= Alexander Doniphan Wallace =

American mathematician

Alexander Doniphan Wallace (21 August 1905, in Hampton, Virginia, USA – 16 October 1985, in New Orleans, USA) was an American mathematician who introduced proximity spaces.

Wallace received from the University of Virginia B.A. in 1935, M.A. in 1936 and Ph.D. in 1940. He was an instructor at Princeton University in 1940–1941 and became an assistant professor in mathematics at the University of Pennsylvania in 1941 and remained there until 1947. He was a professor and chair of the mathematics department at Tulane University in 1947–1963. From 1963 until his retirement in 1973 he was a mathematics professor at the University of Florida.

His doctoral students include Chung Tao Yang.

==Selected articles==
- Wallace, A. D. (1961). "A theorem on acyclicity"
- Wallace, A. D. (1960). "Remarks on affine semigroups"

[Data segment]

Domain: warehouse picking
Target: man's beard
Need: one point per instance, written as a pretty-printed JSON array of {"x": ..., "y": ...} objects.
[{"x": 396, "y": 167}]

[To-do list]
A: According to the Wallace biography, why did his time as a mathematics professor at the University of Florida end in 1973? Answer in one to three sentences.
B: Carry on the Wallace biography from its last line.

[Written answers]
A: His time there ended in 1973 because he retired that year.

B:
- Wallace, Alexander Doniphan (1958). "Factoring a lattice"
- Koch, Robert J. (1958). "Admissibility of semigroup structures on continua"
- Wallace, A. D. (1957). "The peripheral character of central elements of a lattice"
- Wallace, A. D. (1955). "The structure of topological semigroups"
- Wallace, A. D. (1955). "The position of $C$-sets in semigroups"
- Wallace, A. D. (1955). "Struct ideals"
- Wallace, A. D. (1954). "Topological invariance of ideals in mobs"
- Wallace, A. D. (1954). "Partial order and indecomposability"
- Wallace, A. D. (1953). "Boolean rings and cohomology"
- Wallace, A. D. (1951). "Extensional invariance"
- Wallace, A. D. (1949). "Cyclic invariance under multi-valued maps"
- Wallace, A. D. (1946). "Extension sets"
- Wallace, A. D. (1945). "Dimensional types"
- Wallace, A. D. (1945). "A fixed-point theorem"
- Wallace, A. D. (1941). "The acyclic elements of a Peano space"
- Wallace, A. D. (1941). "A fixed-point theorem for trees"
- Wallace, A. D. (1939). "On non-boundary sets"
- Hall, Dick W. (1939). "Some invariants under monotone transformations"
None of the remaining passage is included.